Fragmento del texto
+++++

3. La parte emotiva. Por ejemplo: “No se turbe vuestro corazón” (Jn. 14:1), y “se gozará vuestro corazón” (Jn. 16:22).
4. La conciencia. Por ejemplo: “purificados los corazones de mala conciencia” (He. 10:22), y “si nuestro corazón nos reprende” (1 Jn. 3:20).
Estas referencias nos muestran que el corazón contiene la mente, la voluntad y la parte emotiva, las cuales son las tres partes del alma, y también la conciencia, la cual es una parte del espíritu. El corazón se compone de estas partes. Por consiguiente, el corazón no sólo constituye un componente del espíritu e incluye todos los componentes del alma, sino que realmente conecta el espíritu con el alma.
Entre las varias partes dentro de nosotros, las partes del espíritu que se llaman la intuición y la comunión tienen más relación con Dios y son para El; la parte del espíritu que se llama la conciencia, la cual puede discernir entre el bien y el mal, está más relacionada con el hombre y es para el hombre. La mente, la voluntad y la parte emotiva del alma, siendo el sitio donde se encuentra la personalidad del hombre, también tienen más que ver con el hombre y están relacionadas con el aspecto humano. El corazón, por contener la mente, las emociones, la voluntad y la conciencia, es una parte compuesta que reúne estas diversas partes interiores del hombre. Puede ser considerado como el representante principal del hombre.
La ley de vida que está en nosotros trabaja continuamente en estas varias partes interiores. Dondequiera que llegue su operación, allí se convierte en la ley de esa parte. Cuando su operación llega a la mente, se convierte en la ley de la mente. Cuando su operación llega a la voluntad, viene a ser la ley de la voluntad. Cuando su operación llega a la parte emotiva, viene a ser la ley de las emociones. Cuando su operación llega a la conciencia, viene a ser la ley de la conciencia. De esta manera, viene a ser una ley para cada una de nuestras partes interiores. Por eso, Hebreos 8:10 y 10:16 la llaman “leyes”. En realidad, estas “leyes” no son más que la única ley interior, la cual es la ley de vida, o sea, lo que Dios menciona como “ley” en Jeremías 31:33; pero ésta ha sido puesta en varias “partes” en nuestro interior.

+++++

Descripción del problema
Traduce al inglés esta oración del fragmento sobre el corazón que aparece arriba: "Por consiguiente, el corazón no sólo constituye un componente del espíritu e incluye todos los componentes del alma, sino que realmente conecta el espíritu con el alma".

+++++

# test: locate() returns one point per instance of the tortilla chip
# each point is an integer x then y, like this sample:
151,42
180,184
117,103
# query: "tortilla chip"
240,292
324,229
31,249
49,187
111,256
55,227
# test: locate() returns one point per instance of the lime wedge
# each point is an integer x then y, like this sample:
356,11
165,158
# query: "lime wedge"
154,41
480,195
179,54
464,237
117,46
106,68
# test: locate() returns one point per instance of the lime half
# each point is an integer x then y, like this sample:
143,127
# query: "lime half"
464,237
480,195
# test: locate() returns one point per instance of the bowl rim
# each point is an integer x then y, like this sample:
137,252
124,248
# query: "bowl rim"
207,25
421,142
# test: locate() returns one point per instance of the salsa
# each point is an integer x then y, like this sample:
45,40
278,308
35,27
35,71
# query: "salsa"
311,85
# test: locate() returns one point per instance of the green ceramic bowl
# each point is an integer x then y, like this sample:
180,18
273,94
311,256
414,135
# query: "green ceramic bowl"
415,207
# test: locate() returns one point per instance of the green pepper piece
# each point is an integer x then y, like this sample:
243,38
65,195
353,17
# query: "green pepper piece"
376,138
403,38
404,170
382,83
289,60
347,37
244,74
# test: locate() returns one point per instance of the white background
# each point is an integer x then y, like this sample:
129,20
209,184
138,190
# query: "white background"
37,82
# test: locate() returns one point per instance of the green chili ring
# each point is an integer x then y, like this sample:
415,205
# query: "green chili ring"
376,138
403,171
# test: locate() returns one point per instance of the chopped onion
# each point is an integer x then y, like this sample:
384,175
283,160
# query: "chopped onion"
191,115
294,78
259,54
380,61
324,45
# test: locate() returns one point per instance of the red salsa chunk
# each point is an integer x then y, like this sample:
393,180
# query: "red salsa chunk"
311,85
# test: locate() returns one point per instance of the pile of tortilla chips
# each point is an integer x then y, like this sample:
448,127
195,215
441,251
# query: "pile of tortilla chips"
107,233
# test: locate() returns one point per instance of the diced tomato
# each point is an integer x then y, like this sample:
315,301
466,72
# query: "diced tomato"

+++++

Solución detallada
Therefore, the heart not only constitutes a component of the spirit and includes all the components of the soul, but it actually connects the spirit with the soul.